ARTICLE —
━━━━

This book tells the true story of a young french voluntary recruit into the german army. He recites his part in WW2 from a Axis point of view. There is some times a stereo type of all the German combatants and even civilians as die hard nazis, this couldn't be further from the truth. Where the normal soldier was just following orders, having there own experiences and wars within the bigger conflict. There where also many other countries that where actively fighting the German cause and supplied manpower in that region of the world; Hungary, Romania, the Slovak Republic, Bulgaria, Yugoslavia, Croatia. This book succeeds in giving us a German prospective albeit a Frenchman's from a half German heritage.

The story progresses through the main characters sign up into a support division of the German army, his tours of duty in Russia and subsequent recruitment into a elite german division.

━━━━

SOURCE DATA —
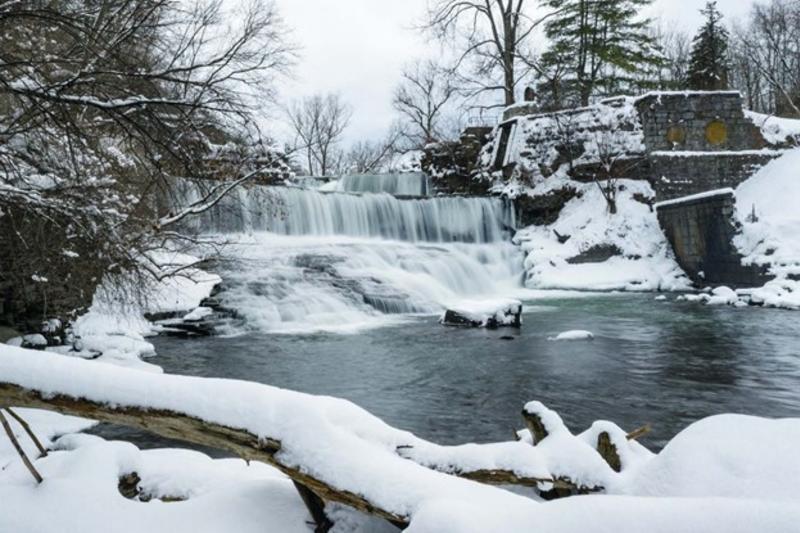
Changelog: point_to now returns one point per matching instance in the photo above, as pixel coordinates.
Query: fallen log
(180, 426)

━━━━

STATED EXERCISE —
Copy out the whole review of the book about a young French volunteer in the German army, word for word. You won't need the lines for this.

RESPONSE TO THIS TASK —
This book tells the true story of a young french voluntary recruit into the german army. He recites his part in WW2 from a Axis point of view. There is some times a stereo type of all the German combatants and even civilians as die hard nazis, this couldn't be further from the truth. Where the normal soldier was just following orders, having there own experiences and wars within the bigger conflict. There where also many other countries that where actively fighting the German cause and supplied manpower in that region of the world; Hungary, Romania, the Slovak Republic, Bulgaria, Yugoslavia, Croatia. This book succeeds in giving us a German prospective albeit a Frenchman's from a half German heritage.

The story progresses through the main characters sign up into a support division of the German army, his tours of duty in Russia and subsequent recruitment into a elite german division.